What to do> Return each line of the entries that holds the string "black".

== Raw data

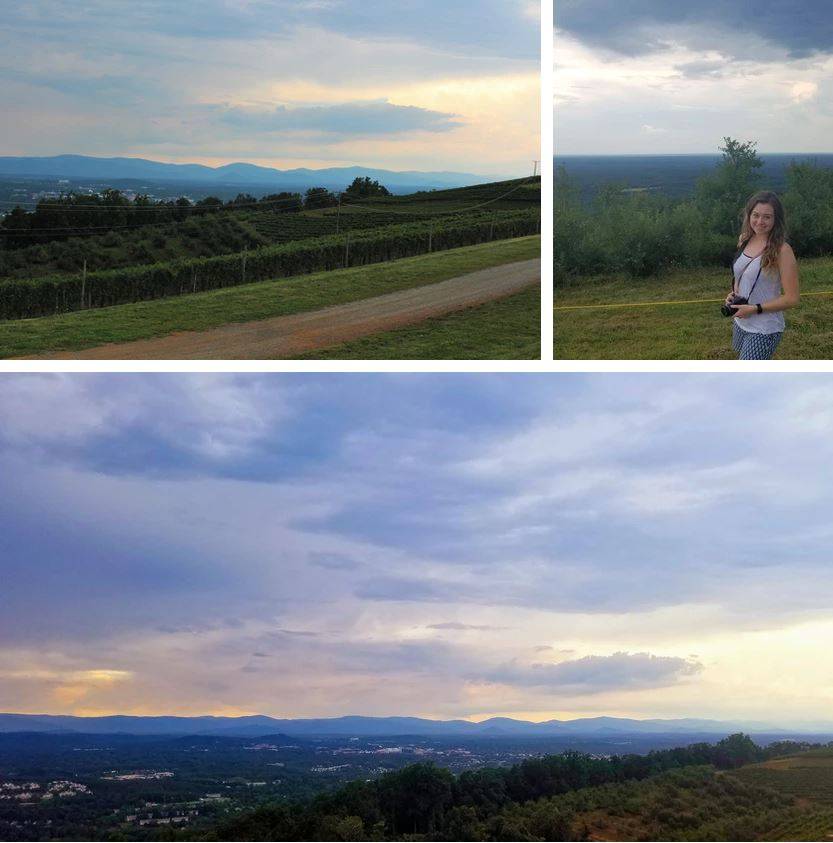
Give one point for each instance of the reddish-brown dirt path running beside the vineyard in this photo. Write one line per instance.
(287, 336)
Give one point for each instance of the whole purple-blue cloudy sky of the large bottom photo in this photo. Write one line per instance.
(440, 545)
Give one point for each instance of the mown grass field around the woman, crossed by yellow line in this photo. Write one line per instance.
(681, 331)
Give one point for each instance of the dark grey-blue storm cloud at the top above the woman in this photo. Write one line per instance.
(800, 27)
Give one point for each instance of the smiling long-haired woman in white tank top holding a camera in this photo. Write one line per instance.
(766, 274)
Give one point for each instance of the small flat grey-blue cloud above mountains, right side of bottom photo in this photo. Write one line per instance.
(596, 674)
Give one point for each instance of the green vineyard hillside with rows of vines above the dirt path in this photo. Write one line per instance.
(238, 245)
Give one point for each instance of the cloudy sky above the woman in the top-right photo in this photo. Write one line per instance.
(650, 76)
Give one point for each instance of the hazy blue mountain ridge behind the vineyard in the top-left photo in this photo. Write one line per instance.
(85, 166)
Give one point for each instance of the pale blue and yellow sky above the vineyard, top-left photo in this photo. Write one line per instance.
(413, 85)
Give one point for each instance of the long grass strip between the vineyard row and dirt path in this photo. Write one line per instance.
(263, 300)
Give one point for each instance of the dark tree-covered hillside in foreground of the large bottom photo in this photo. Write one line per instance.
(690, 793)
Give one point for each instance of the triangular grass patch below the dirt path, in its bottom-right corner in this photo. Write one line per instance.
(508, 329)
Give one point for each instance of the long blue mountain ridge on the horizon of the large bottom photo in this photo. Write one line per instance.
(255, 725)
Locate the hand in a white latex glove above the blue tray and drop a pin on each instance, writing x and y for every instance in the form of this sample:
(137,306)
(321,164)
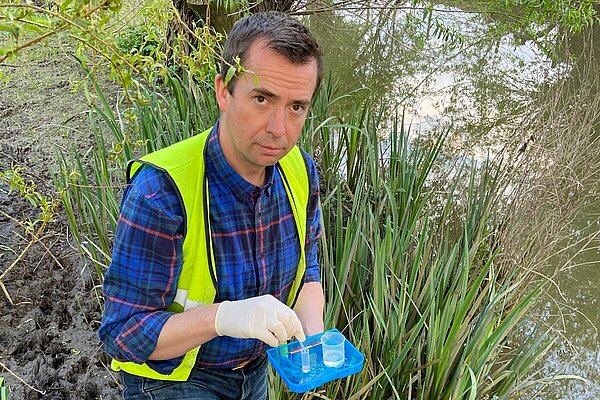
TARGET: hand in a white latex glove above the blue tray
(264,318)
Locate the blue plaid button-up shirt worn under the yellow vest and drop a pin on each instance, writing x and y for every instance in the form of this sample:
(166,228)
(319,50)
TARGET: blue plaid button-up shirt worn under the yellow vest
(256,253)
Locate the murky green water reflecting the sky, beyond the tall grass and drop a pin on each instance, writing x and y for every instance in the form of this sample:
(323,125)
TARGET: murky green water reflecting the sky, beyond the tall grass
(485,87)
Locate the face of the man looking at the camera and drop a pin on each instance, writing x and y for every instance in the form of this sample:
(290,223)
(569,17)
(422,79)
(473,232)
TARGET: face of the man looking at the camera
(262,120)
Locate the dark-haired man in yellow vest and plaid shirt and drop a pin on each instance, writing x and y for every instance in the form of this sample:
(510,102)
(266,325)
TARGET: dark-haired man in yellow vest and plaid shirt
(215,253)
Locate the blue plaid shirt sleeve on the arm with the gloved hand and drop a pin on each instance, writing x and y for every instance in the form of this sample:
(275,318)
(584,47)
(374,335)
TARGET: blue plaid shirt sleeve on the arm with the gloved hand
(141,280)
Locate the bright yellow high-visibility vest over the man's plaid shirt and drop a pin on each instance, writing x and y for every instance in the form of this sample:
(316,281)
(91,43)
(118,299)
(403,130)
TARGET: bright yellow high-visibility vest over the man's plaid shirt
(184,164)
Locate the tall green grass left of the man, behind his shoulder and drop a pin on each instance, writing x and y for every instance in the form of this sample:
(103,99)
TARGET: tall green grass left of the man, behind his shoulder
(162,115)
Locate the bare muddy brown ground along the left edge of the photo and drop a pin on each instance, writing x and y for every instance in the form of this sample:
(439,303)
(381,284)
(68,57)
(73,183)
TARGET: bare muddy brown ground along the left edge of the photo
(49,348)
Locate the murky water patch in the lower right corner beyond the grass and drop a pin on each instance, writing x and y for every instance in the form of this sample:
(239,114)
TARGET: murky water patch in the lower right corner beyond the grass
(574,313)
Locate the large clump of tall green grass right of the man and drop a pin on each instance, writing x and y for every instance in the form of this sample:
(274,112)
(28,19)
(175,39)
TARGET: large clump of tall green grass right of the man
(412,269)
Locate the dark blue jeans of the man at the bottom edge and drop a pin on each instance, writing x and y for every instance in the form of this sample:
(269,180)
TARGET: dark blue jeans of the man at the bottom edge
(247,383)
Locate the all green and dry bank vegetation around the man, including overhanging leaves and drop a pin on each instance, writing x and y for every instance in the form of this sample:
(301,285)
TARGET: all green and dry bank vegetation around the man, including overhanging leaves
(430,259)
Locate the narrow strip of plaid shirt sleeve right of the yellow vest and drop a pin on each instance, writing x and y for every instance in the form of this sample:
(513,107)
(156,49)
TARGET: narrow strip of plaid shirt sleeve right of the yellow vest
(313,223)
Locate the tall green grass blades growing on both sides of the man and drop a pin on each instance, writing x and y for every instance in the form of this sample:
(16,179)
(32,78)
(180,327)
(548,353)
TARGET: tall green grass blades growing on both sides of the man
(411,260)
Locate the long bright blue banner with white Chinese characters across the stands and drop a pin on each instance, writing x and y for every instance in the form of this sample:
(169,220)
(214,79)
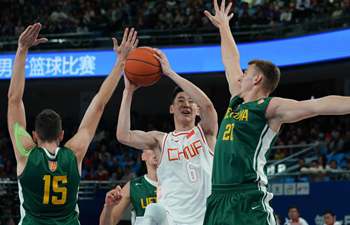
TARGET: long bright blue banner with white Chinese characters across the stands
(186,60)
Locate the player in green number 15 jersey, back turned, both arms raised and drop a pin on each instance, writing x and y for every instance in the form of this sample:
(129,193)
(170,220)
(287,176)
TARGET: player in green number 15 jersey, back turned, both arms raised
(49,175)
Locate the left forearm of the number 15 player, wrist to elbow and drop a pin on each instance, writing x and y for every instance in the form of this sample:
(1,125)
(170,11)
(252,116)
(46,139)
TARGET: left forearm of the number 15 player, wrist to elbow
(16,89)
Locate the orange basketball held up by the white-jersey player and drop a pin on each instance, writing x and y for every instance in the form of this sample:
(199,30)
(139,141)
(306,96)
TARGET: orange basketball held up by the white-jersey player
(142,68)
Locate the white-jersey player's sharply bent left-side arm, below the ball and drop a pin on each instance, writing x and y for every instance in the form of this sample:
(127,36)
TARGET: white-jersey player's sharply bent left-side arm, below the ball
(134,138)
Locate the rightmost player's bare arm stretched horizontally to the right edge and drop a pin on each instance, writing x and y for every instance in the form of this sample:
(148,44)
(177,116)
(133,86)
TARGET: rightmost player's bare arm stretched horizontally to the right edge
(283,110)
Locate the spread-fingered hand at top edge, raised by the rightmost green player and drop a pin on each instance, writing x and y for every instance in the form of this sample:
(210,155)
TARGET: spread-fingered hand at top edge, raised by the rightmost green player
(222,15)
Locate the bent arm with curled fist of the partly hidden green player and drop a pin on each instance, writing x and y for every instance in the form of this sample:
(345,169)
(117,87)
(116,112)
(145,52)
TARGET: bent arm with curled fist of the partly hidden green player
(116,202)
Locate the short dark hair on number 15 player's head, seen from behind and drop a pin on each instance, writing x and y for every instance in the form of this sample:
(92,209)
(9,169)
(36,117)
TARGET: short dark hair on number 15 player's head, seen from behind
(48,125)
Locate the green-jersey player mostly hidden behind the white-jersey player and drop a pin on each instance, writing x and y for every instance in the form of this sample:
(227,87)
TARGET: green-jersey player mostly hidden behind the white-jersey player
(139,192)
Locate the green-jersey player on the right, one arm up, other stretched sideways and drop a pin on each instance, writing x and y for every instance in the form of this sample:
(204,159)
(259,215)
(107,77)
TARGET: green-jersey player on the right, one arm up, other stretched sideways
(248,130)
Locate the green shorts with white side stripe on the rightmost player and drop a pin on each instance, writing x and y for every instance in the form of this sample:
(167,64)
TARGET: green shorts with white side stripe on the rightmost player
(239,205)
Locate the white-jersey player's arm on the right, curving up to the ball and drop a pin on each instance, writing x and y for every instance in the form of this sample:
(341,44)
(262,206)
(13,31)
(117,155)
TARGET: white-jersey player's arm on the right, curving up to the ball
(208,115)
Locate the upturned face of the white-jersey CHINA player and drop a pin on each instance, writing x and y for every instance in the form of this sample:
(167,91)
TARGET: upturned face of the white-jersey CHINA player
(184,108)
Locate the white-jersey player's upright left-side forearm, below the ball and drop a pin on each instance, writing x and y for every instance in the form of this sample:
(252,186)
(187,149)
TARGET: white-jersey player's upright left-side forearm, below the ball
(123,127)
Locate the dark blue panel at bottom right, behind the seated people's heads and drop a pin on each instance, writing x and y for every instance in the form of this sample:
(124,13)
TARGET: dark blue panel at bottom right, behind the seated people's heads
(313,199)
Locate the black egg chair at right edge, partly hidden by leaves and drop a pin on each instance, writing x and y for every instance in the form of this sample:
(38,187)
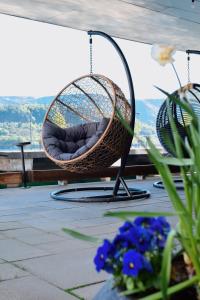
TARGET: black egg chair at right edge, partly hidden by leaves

====

Task solution>
Locate the black egg chair at right edge, partly hidden by leaves and drop a pin on each instance, writing x and y for every instance in the form of this sample:
TARGET: black egg chair at right edge, partly hidden by leaves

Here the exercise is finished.